## Exercise instructions
The records that follow must be repeated exactly, line by line.

-- Material to process follows --

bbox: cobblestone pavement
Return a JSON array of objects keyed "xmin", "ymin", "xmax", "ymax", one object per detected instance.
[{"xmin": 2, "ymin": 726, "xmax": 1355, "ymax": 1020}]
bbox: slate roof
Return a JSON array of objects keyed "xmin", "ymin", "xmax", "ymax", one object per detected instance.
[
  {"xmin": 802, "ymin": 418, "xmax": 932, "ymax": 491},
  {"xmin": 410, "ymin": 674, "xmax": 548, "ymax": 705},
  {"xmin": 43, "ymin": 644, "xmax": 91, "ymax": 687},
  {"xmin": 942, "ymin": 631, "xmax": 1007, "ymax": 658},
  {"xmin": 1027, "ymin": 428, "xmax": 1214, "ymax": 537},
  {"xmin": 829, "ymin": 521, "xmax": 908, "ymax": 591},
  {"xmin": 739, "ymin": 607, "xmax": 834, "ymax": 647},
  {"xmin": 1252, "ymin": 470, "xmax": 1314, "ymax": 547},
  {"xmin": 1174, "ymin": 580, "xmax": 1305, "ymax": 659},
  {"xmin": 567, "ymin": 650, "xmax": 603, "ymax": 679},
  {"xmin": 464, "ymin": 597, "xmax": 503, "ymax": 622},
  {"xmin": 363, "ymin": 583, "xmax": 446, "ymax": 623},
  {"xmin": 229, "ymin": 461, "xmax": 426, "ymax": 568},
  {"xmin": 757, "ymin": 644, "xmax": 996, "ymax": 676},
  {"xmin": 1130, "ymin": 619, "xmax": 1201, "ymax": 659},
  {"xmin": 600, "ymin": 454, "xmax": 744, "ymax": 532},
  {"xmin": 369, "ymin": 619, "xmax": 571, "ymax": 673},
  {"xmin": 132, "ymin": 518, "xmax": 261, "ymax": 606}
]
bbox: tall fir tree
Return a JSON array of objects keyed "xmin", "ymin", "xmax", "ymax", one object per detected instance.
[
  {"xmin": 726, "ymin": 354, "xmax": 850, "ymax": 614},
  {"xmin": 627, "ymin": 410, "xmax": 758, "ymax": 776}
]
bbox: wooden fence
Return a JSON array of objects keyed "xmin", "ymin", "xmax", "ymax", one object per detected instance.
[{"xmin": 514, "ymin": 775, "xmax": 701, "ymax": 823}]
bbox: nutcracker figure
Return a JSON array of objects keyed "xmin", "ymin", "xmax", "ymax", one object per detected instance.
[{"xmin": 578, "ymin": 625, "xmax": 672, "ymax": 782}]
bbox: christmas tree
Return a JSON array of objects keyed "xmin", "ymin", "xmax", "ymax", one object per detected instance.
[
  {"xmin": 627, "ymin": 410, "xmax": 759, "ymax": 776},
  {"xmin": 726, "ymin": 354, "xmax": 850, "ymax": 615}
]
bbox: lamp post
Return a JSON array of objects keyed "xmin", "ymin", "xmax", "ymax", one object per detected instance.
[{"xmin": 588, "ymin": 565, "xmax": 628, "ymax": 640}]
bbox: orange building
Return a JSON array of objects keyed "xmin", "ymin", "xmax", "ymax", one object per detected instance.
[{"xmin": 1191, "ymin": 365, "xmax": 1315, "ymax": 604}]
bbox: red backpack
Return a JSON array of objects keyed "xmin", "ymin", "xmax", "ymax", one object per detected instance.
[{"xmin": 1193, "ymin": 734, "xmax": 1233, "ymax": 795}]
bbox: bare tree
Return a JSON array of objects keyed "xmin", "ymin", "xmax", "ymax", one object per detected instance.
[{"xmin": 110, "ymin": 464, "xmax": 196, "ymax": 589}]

-- Material to process concluded --

## Response below
bbox: cobblestone pavement
Return a JSON array of objects keyed "xmin", "ymin", "xmax", "ymax", one object per detected instance.
[{"xmin": 2, "ymin": 726, "xmax": 1355, "ymax": 1020}]
bbox: slate roof
Return a JSON array of objects keyed "xmin", "ymin", "xmax", "ymax", one object per detected instance.
[
  {"xmin": 802, "ymin": 418, "xmax": 932, "ymax": 491},
  {"xmin": 410, "ymin": 674, "xmax": 548, "ymax": 705},
  {"xmin": 43, "ymin": 644, "xmax": 91, "ymax": 687},
  {"xmin": 942, "ymin": 631, "xmax": 1007, "ymax": 658},
  {"xmin": 1027, "ymin": 428, "xmax": 1214, "ymax": 537},
  {"xmin": 829, "ymin": 521, "xmax": 908, "ymax": 591},
  {"xmin": 739, "ymin": 607, "xmax": 834, "ymax": 647},
  {"xmin": 1252, "ymin": 470, "xmax": 1314, "ymax": 547},
  {"xmin": 1174, "ymin": 580, "xmax": 1305, "ymax": 659},
  {"xmin": 567, "ymin": 650, "xmax": 603, "ymax": 679},
  {"xmin": 464, "ymin": 597, "xmax": 503, "ymax": 622},
  {"xmin": 363, "ymin": 583, "xmax": 446, "ymax": 623},
  {"xmin": 229, "ymin": 461, "xmax": 426, "ymax": 568},
  {"xmin": 757, "ymin": 644, "xmax": 996, "ymax": 676},
  {"xmin": 1130, "ymin": 619, "xmax": 1201, "ymax": 659},
  {"xmin": 600, "ymin": 454, "xmax": 744, "ymax": 532},
  {"xmin": 369, "ymin": 619, "xmax": 571, "ymax": 673},
  {"xmin": 132, "ymin": 518, "xmax": 261, "ymax": 606}
]
bbox: tall fir tree
Return a JSON array of objects keyed "xmin", "ymin", "xmax", "ymax", one object per detected instance.
[
  {"xmin": 726, "ymin": 354, "xmax": 850, "ymax": 614},
  {"xmin": 627, "ymin": 410, "xmax": 758, "ymax": 776}
]
bbox: wooden fence
Return a JSON array of objects keyed "xmin", "ymin", "xmax", "ymax", one object per detected instance.
[{"xmin": 514, "ymin": 775, "xmax": 701, "ymax": 823}]
bbox: nutcracker figure
Return a JSON array of objects keyed "xmin", "ymin", "xmax", "ymax", one object per detected instance.
[{"xmin": 578, "ymin": 625, "xmax": 672, "ymax": 782}]
bbox: christmas tree
Return a JSON array of objects keyed "xmin", "ymin", "xmax", "ymax", one object per detected instance.
[
  {"xmin": 627, "ymin": 410, "xmax": 759, "ymax": 776},
  {"xmin": 726, "ymin": 354, "xmax": 850, "ymax": 615}
]
bbox: lamp post
Return a JSON array of objects keyed "xmin", "ymin", "xmax", "ymax", one object per detected instance.
[{"xmin": 588, "ymin": 565, "xmax": 628, "ymax": 640}]
bbox: orange building
Return a JSON array of objects keyed "xmin", "ymin", "xmax", "ymax", one object per detected instance.
[{"xmin": 1191, "ymin": 365, "xmax": 1315, "ymax": 604}]
bbox: red backpack
Return a JSON array of objects keyed "xmin", "ymin", "xmax", "ymax", one object per detected instance.
[{"xmin": 1193, "ymin": 734, "xmax": 1233, "ymax": 795}]
bbox: bare tree
Return a JSON array of objects keyed "xmin", "ymin", "xmax", "ymax", one object per detected instance.
[{"xmin": 110, "ymin": 464, "xmax": 196, "ymax": 589}]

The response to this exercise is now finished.